### WHAT IS NEEDED
Rewrite all of the items below, replacing "tally sheet" with "count log" wherever it occurs and keeping everything else the same.

[Items from a data source]
****************************************
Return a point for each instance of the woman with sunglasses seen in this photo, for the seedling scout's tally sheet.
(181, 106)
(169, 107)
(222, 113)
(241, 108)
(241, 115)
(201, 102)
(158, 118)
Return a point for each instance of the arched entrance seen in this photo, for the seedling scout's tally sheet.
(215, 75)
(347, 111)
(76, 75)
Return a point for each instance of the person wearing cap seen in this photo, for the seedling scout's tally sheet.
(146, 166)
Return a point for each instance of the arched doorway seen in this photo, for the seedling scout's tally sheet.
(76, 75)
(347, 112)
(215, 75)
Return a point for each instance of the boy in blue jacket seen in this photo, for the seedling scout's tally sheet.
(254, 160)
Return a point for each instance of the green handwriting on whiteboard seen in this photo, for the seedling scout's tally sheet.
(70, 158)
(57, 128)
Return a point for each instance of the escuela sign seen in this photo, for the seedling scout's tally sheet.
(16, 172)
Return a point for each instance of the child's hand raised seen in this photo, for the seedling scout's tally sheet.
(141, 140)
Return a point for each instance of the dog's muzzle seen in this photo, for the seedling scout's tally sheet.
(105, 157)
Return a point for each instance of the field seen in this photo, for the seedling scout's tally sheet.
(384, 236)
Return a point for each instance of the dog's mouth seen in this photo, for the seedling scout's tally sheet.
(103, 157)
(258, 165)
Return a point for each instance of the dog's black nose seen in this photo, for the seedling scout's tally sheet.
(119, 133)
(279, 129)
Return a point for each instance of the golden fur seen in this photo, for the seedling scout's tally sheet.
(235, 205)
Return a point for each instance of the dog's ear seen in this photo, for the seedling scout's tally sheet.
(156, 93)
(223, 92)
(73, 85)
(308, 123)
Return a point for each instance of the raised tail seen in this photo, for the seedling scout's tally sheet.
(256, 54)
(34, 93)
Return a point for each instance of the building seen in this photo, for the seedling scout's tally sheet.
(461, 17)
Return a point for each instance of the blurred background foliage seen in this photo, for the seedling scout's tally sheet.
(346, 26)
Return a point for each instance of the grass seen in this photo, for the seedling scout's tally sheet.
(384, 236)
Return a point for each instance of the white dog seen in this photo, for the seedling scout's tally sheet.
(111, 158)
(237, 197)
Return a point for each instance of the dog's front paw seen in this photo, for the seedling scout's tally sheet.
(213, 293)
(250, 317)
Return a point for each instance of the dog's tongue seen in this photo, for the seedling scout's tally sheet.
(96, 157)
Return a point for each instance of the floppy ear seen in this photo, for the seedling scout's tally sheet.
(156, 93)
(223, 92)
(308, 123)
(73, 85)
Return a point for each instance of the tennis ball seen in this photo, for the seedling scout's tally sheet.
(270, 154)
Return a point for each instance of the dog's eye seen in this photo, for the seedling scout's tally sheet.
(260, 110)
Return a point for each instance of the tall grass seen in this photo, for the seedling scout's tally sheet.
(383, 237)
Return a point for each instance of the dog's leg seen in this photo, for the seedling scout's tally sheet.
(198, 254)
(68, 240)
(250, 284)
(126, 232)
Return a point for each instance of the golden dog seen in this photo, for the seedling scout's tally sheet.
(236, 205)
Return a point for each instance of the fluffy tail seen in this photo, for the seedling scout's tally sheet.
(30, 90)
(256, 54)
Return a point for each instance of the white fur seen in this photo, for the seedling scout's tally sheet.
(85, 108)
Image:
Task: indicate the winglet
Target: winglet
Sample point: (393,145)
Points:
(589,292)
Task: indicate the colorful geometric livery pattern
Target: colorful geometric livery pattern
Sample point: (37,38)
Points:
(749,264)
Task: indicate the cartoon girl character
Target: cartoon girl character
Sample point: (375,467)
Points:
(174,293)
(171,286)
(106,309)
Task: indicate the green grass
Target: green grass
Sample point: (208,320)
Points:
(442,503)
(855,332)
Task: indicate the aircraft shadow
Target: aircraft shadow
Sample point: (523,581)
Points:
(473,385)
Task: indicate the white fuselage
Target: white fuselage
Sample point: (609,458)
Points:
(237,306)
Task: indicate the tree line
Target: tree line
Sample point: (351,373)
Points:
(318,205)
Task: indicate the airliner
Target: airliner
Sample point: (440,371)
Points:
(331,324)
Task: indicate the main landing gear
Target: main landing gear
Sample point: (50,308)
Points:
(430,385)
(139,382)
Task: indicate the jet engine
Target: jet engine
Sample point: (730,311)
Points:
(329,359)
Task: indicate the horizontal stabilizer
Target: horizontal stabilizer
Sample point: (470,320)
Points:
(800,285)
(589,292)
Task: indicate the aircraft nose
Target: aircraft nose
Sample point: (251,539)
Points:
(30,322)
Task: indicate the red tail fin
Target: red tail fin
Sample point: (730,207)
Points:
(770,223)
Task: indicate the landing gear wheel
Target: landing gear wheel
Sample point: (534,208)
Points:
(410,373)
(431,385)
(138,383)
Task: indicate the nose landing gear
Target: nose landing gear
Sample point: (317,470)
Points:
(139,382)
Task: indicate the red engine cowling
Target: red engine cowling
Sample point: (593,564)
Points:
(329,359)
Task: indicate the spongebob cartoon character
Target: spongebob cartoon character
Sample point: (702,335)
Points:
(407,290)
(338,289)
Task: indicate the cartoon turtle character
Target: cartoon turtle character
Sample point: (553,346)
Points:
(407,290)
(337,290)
****************************************
### RESPONSE
Return a point for each instance of the woman with sunglasses seen in this photo, for the seedling scout's count log.
(181, 106)
(169, 107)
(222, 113)
(241, 108)
(241, 115)
(201, 102)
(158, 118)
Return a point for each instance of the arched entrance seen in this photo, for the seedling scout's count log.
(215, 75)
(347, 111)
(76, 75)
Return a point for each instance of the person wearing cap seen in this photo, for the seedling scout's count log.
(146, 166)
Return a point for each instance of the arched doorway seen in this photo, for the seedling scout's count log.
(76, 75)
(347, 112)
(215, 75)
Return a point for each instance of the boy in blue jacket seen in this photo, for the seedling scout's count log.
(254, 160)
Return a point for each instance of the green handwriting on whiteboard seen in this photo, for the seedling scout's count log.
(70, 158)
(57, 128)
Return a point for each instance of the escuela sign seen in this photo, for the seedling scout's count log.
(16, 172)
Return a point for each instance of the child's hand raised seen in this photo, for the seedling scout's count log.
(141, 140)
Return a point for each instance of the dog's muzzle seen in this photo, for the seedling scout's count log.
(105, 157)
Return a point for each instance of the field seen in this photo, for the seedling scout's count log.
(384, 236)
Return a point for each instance of the dog's mouth seen in this photo, for the seedling scout's count log.
(103, 157)
(258, 165)
Return a point for each instance of the dog's black nose seen in this photo, for the seedling scout's count log.
(119, 133)
(279, 129)
Return a point for each instance of the golden fur seen in this photo, for the seedling scout's count log.
(235, 205)
Return a point for each instance of the dog's ear seen in this photo, for the seedling scout's count log.
(156, 93)
(223, 92)
(73, 85)
(308, 123)
Return a point for each instance of the raised tail seen in this photo, for the seedling scout's count log.
(256, 54)
(34, 93)
Return a point for each instance of the building seen in this photo, for the seedling scout's count log.
(461, 17)
Return a point for each instance of the blurred background foliage seen in this photo, for the seedling scout's count log.
(346, 26)
Return a point for each instance of the grass seen in this photo, for the seedling scout's count log.
(384, 236)
Return a point for each instance of the white dog seen in this photo, for the seedling scout's count log.
(111, 158)
(237, 197)
Return a point for each instance of the dog's front paw seen in this photo, for the seedling scout's count log.
(213, 293)
(250, 317)
Return a point for each instance of the dog's tongue seen in this photo, for the seedling scout's count log.
(96, 157)
Return a point for each instance of the floppy ear seen in this photo, for the seedling scout's count log.
(156, 93)
(223, 92)
(308, 123)
(73, 85)
Return a point for each instance of the tennis ball seen in this photo, for the seedling scout's count log.
(270, 154)
Return a point for each instance of the dog's eye seen in this photo, for the seedling scout's count log.
(260, 110)
Return a point for each instance of the tall grass seen in this photo, for the seedling scout's count log.
(383, 237)
Return a point for each instance of the dog's leg seen in this photo, for the seedling scout's count log.
(198, 254)
(68, 240)
(250, 284)
(126, 232)
Return a point for each instance of the golden dog seen in this photo, for the seedling scout's count log.
(236, 205)
Return a point for each instance of the fluffy tail seen in this photo, for the seedling scout's count log.
(30, 90)
(256, 54)
Return a point for each instance of the white fur seen in this photo, for the seedling scout's count log.
(85, 108)
Image:
Task: indicate the winglet
Target: winglet
Sample point: (393,145)
Points:
(589,292)
Task: indicate the colorful geometric livery pattern
Target: colorful geometric livery pattern
Sample point: (37,38)
Points:
(749,264)
Task: indicate the cartoon girl character
Target: cartoon girl character
Sample point: (375,467)
Points:
(174,293)
(171,286)
(106,309)
Task: indicate the green grass
Target: green grass
Sample point: (208,320)
Points:
(442,503)
(855,332)
Task: indicate the aircraft shadow
Target: aircraft shadow
Sample point: (523,581)
Points:
(473,385)
Task: indicate the white fuselage
Target: white fuselage
Sample point: (609,458)
Points:
(237,306)
Task: indicate the tree line
Target: tree line
Sample point: (351,373)
Points:
(318,205)
Task: indicate the airliner
Target: airliner
Sample point: (440,371)
Points:
(331,324)
Task: indicate the main landing gear
Target: main landing gear
Sample point: (50,308)
Points:
(430,385)
(139,382)
Task: indicate the jet engine
Target: jet engine
Sample point: (730,311)
Points:
(329,359)
Task: indicate the horizontal stabilizer
Target: horizontal stabilizer
Sample point: (470,320)
Points:
(800,285)
(589,292)
Task: indicate the aircraft nose
Target: aircraft nose
Sample point: (251,539)
Points:
(30,322)
Task: indicate the red tail fin
Target: red tail fin
Sample point: (730,207)
Points:
(770,223)
Task: indicate the landing gear wheel
Target: landing gear wheel
Sample point: (534,208)
Points:
(410,373)
(431,385)
(138,383)
Task: indicate the nose landing gear
Target: nose landing gear
Sample point: (317,470)
Points:
(139,382)
Task: indicate the red engine cowling
Target: red engine cowling
Sample point: (593,564)
Points:
(329,359)
Task: indicate the spongebob cartoon character
Target: spongebob cartoon character
Sample point: (702,335)
Points:
(407,290)
(338,289)
Task: indicate the cartoon turtle character
Target: cartoon turtle character
Sample point: (553,346)
Points:
(407,290)
(337,290)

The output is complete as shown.